Ma una simile condivisione, argomentano gli attivisti per la privacy, apre le porte a possibili abusi — a maggior ragione se si considera che non tutti gli Stati membri guardano ai diritti umani allo stesso modo.

This is concerning on a national level and on a European level, especially as some EU countries veer towards more authoritarian governments

ha detto a The Intercept Edin Omanovic, advocacy director di Privacy International.

Dello stesso parere è anche l’Hermes Center, che sottolinea anche il rischio che un patrimonio di dati così delicati e personali possa finire nelle mani sbagliate:

Siamo preoccupati per un possibile uso improprio di questo database da parte delle forze dell’ordine europee. Si pensi alla sorveglianza politica — per sopprimere le proteste politiche contro i governi, ad esempio—  ma anche alle preoccupazioni per la privacy, considerando che ogni giorno apprendiamo di nuovi data breach: raccogliere e connettere le facce dei cittadini dell’UE in un unico database mette in pericolo al loro privacy e la loro integrità.

La tecnologia di riconoscimento facciale si presta ad operazioni di sorveglianza pervasive e ingiustificate: non possiamo scollegarci dai nostri dati biometrici.

ci spiega sempre Coluccini.

 

 

 

Il riconoscimento facciale in Italia  e nel mondo

In Italia le forze dell’ordine usano una tecnologia chiamata SARI

In Italia le forze dell’ordine utilizzano già il riconoscimento facciale per il contrasto al crimine. La polizia scientifica usa dal 2018 il sistema SARI (acronimo di Sistema automatico di riconoscimento facciale), che può contare su un database di 16 milioni di volti — che non necessariamente corrispondono a 16 milioni di individui. Parliamo di persone note alle forze dell’ordine, con dei precedenti e già schedate.

Una inchiesta di Wired pubblicata ad aprile del 2019 era risalita ad un numero di circa 9 milioni di individui schedati dal sistema SARI, di cui soltanto 2 milioni di nazionalità italiana.

Peraltro Wired avanzava il dubbio che le forze dell’ordine avessero iniziato ad usare il sistema SARI con largo anticipo rispetto all’annuncio al pubblico del settembre del 2018 – quando due rapinatori georgiani vennero identificati in questo modo a Brescia.

ELENCO -
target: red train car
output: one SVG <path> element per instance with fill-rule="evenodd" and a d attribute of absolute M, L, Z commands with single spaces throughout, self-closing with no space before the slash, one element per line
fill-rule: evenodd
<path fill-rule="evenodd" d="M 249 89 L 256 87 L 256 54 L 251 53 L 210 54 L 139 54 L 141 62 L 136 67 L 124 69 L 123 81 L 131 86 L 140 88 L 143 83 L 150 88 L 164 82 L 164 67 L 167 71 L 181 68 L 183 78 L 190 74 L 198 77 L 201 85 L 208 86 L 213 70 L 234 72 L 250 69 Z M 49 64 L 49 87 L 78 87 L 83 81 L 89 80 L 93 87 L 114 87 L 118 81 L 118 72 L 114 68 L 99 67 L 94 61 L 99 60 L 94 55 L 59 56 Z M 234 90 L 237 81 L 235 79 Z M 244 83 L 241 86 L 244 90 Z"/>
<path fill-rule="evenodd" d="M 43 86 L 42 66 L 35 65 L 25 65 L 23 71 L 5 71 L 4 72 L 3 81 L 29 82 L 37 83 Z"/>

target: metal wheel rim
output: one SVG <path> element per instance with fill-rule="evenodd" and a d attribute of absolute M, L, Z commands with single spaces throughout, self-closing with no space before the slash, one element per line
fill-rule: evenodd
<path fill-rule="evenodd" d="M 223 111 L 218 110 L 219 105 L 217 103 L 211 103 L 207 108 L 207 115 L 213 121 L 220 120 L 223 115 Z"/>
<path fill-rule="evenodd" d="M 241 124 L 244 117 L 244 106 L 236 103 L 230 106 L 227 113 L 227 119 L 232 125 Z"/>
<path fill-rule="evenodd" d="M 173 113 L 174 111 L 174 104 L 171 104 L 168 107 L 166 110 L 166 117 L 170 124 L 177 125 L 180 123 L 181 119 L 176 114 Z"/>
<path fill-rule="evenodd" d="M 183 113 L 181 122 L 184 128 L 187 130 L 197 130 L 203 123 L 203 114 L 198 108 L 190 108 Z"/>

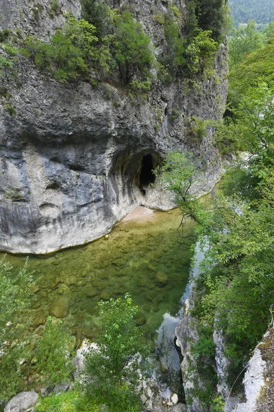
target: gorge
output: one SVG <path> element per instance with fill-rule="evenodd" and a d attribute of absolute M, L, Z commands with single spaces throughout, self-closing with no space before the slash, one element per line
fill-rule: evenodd
<path fill-rule="evenodd" d="M 136 206 L 174 207 L 154 174 L 169 152 L 193 155 L 203 175 L 195 187 L 199 195 L 219 178 L 222 161 L 213 133 L 225 109 L 227 49 L 222 19 L 217 14 L 211 21 L 207 2 L 201 14 L 193 9 L 198 3 L 107 1 L 109 11 L 116 9 L 107 43 L 109 71 L 92 62 L 88 76 L 58 80 L 62 64 L 51 66 L 43 45 L 54 46 L 60 33 L 64 42 L 71 16 L 83 17 L 83 2 L 0 0 L 0 28 L 4 37 L 8 32 L 0 53 L 10 63 L 1 66 L 0 89 L 0 250 L 31 255 L 30 268 L 41 277 L 34 328 L 50 314 L 72 322 L 76 339 L 92 339 L 97 303 L 129 291 L 140 306 L 137 322 L 155 339 L 166 302 L 169 311 L 179 310 L 192 241 L 177 242 L 178 211 L 166 214 L 158 228 L 153 225 L 160 212 L 155 212 L 140 238 L 130 223 L 107 233 Z M 140 70 L 132 77 L 137 91 L 121 78 L 113 51 L 119 42 L 112 43 L 112 37 L 118 38 L 122 25 L 115 13 L 125 24 L 140 23 L 136 32 L 141 27 L 148 36 L 157 62 L 147 77 Z M 38 45 L 45 52 L 42 67 Z M 22 264 L 22 258 L 8 259 L 14 267 Z"/>

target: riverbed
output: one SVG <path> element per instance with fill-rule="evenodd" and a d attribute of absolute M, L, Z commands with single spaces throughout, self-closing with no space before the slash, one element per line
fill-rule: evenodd
<path fill-rule="evenodd" d="M 47 317 L 62 319 L 77 339 L 95 337 L 101 299 L 126 293 L 139 308 L 136 321 L 155 339 L 164 314 L 178 312 L 188 283 L 192 237 L 181 236 L 179 209 L 135 211 L 103 238 L 84 247 L 47 256 L 29 257 L 37 279 L 34 327 Z M 147 211 L 147 209 L 146 209 Z M 189 222 L 184 236 L 191 234 Z M 25 256 L 8 255 L 14 269 Z"/>

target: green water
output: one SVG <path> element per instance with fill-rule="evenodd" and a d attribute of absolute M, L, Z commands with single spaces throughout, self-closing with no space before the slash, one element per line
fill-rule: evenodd
<path fill-rule="evenodd" d="M 92 339 L 97 302 L 129 292 L 139 307 L 138 323 L 153 339 L 163 314 L 179 309 L 188 279 L 193 238 L 180 238 L 179 221 L 177 209 L 155 211 L 148 221 L 121 222 L 108 236 L 84 247 L 30 256 L 29 268 L 38 278 L 34 326 L 51 315 L 69 322 L 77 339 Z M 7 256 L 14 268 L 25 258 Z"/>

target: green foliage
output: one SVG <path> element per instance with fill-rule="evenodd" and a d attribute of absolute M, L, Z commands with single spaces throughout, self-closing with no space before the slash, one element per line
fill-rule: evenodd
<path fill-rule="evenodd" d="M 270 42 L 258 49 L 230 75 L 230 95 L 234 98 L 228 108 L 229 122 L 222 125 L 223 138 L 227 139 L 229 151 L 227 141 L 234 134 L 233 150 L 238 146 L 249 155 L 225 174 L 214 198 L 203 207 L 201 203 L 197 207 L 195 198 L 184 196 L 188 187 L 184 163 L 168 159 L 162 168 L 167 188 L 175 194 L 177 204 L 183 204 L 184 213 L 197 222 L 196 233 L 205 246 L 205 259 L 195 281 L 192 316 L 199 325 L 222 330 L 232 361 L 232 377 L 238 375 L 243 358 L 267 328 L 273 304 L 273 47 Z M 176 156 L 179 159 L 181 154 Z M 195 168 L 189 159 L 185 162 L 186 170 L 191 168 L 192 184 Z M 197 371 L 206 378 L 203 387 L 194 388 L 193 395 L 205 404 L 213 402 L 210 393 L 214 393 L 210 386 L 214 377 L 210 363 L 207 363 L 213 350 L 211 336 L 204 333 L 192 347 L 194 355 L 203 359 L 199 362 Z M 222 407 L 218 403 L 219 400 L 213 404 L 216 410 Z"/>
<path fill-rule="evenodd" d="M 95 27 L 85 20 L 77 21 L 68 15 L 64 31 L 56 30 L 50 43 L 29 36 L 22 52 L 32 57 L 41 69 L 51 71 L 60 82 L 90 78 L 91 67 L 108 70 L 107 49 L 95 47 Z"/>
<path fill-rule="evenodd" d="M 162 62 L 173 75 L 178 69 L 184 65 L 185 41 L 181 34 L 182 16 L 179 10 L 169 7 L 164 14 L 164 33 L 167 43 L 168 52 L 165 54 Z"/>
<path fill-rule="evenodd" d="M 205 73 L 212 68 L 218 43 L 211 35 L 210 31 L 200 31 L 187 47 L 186 67 L 190 73 Z"/>
<path fill-rule="evenodd" d="M 227 30 L 227 8 L 225 0 L 190 0 L 190 34 L 195 33 L 195 16 L 200 29 L 212 32 L 212 38 L 220 43 Z M 195 16 L 194 16 L 195 14 Z M 194 30 L 194 33 L 193 33 Z"/>
<path fill-rule="evenodd" d="M 112 25 L 111 9 L 98 0 L 81 0 L 82 16 L 96 27 L 96 36 L 101 41 L 109 34 L 109 26 Z"/>
<path fill-rule="evenodd" d="M 35 369 L 47 386 L 69 380 L 73 369 L 74 342 L 62 322 L 53 323 L 49 317 L 42 337 L 37 343 Z"/>
<path fill-rule="evenodd" d="M 99 305 L 98 349 L 86 354 L 87 393 L 112 412 L 140 411 L 138 379 L 147 348 L 134 321 L 137 307 L 128 295 Z"/>
<path fill-rule="evenodd" d="M 5 376 L 0 379 L 0 399 L 3 400 L 23 388 L 24 365 L 21 360 L 29 356 L 25 314 L 29 310 L 34 284 L 27 260 L 16 273 L 4 259 L 0 260 L 0 376 Z"/>
<path fill-rule="evenodd" d="M 8 113 L 10 113 L 10 115 L 11 116 L 14 116 L 14 115 L 16 114 L 16 111 L 15 108 L 14 108 L 14 106 L 12 106 L 12 104 L 10 103 L 10 102 L 7 102 L 5 107 L 5 110 L 7 111 L 7 112 Z M 20 195 L 20 194 L 16 194 L 15 196 L 14 196 L 14 195 L 13 195 L 13 196 L 12 195 L 12 202 L 21 200 L 23 198 L 24 198 L 24 196 L 23 195 Z"/>
<path fill-rule="evenodd" d="M 209 336 L 200 336 L 198 341 L 192 345 L 192 353 L 195 356 L 214 356 L 215 354 L 215 344 L 213 342 L 212 335 Z"/>
<path fill-rule="evenodd" d="M 3 29 L 0 30 L 0 43 L 3 43 L 8 40 L 10 36 L 10 30 L 8 29 Z"/>
<path fill-rule="evenodd" d="M 16 73 L 16 49 L 5 43 L 5 52 L 0 56 L 0 80 L 6 82 Z"/>
<path fill-rule="evenodd" d="M 40 398 L 35 412 L 99 412 L 100 408 L 93 400 L 80 391 L 69 391 Z"/>
<path fill-rule="evenodd" d="M 235 27 L 254 19 L 258 23 L 268 23 L 273 19 L 272 0 L 229 0 Z"/>
<path fill-rule="evenodd" d="M 244 27 L 234 29 L 228 43 L 231 67 L 242 62 L 252 52 L 262 47 L 264 40 L 264 35 L 256 30 L 254 20 L 249 20 Z"/>
<path fill-rule="evenodd" d="M 53 18 L 54 16 L 58 16 L 61 12 L 61 6 L 59 0 L 51 0 L 49 4 L 51 6 L 49 16 Z"/>
<path fill-rule="evenodd" d="M 166 190 L 175 194 L 175 201 L 182 209 L 184 221 L 190 217 L 197 222 L 205 218 L 203 211 L 192 190 L 194 183 L 197 183 L 201 172 L 197 163 L 189 153 L 169 153 L 163 166 L 158 166 L 154 172 L 158 183 Z M 201 160 L 201 159 L 200 159 Z"/>
<path fill-rule="evenodd" d="M 122 83 L 127 84 L 134 77 L 147 80 L 155 65 L 149 37 L 127 11 L 117 15 L 114 24 L 111 49 Z"/>

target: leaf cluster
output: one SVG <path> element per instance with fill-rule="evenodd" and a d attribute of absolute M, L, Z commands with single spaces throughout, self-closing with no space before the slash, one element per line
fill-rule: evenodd
<path fill-rule="evenodd" d="M 34 354 L 37 361 L 35 370 L 44 385 L 53 387 L 70 380 L 74 369 L 74 347 L 70 331 L 61 321 L 53 323 L 49 317 Z"/>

ISTRUZIONI -
**A)** Nel brano sul riconoscimento facciale, da quale anno la polizia scientifica italiana usa il sistema SARI?
**B)** Riprendi il brano sul riconoscimento facciale e continualo dopo la sua ultima frase.
Il materiale non ha alcun legame con il brano.

SOLUZIONI -
**A)** Dal 2018.

**B)**
 

Una esemplificazione del sistema SARI Real Time mostrata durante il servizio di Sky TG24

 

Il sistema attualmente in uso funziona attraverso un match tra una persona sospetta e le identità già schedate e inserite nel database SARI. Cosa ben diversa da un sistema in grado di riconoscere un volto e associarlo ad una identità in un contesto dinamico e in tempo reale — ad esempio usando le telecamere di videosorveglianza per monitorare l’ingresso negli stadi. Una tecnologia di questo tipo è attualmente in fase di progettazione, ma essendo ancora acerba non è in uso. Si chiama SARI Real Time, e la polizia potrebbe utilizzarla in scenari circoscritti (come i grandi eventi) in un futuro non troppo lontano da oggi.

Proprio su SARI Real Time è intervenuto recentemente il Garante della Privacy, Antonello Soro:

Il software SARI esercita una modalità automatizzata di verifica, che viene operata da una persona. Il regolamento europeo esclude che decisioni che riguardano una persona vengono prese da un procedimento automatizzato. Il modello di software che si immagina è in real timing: utilizza immagini provenienti da telecamere, e poi l’IA per verificare su un’altra banca dati. È un sistema sul quale abbiamo chiesto informazioni approfondite che non sono mai arrivate. Presumo quindi che non sia in uso.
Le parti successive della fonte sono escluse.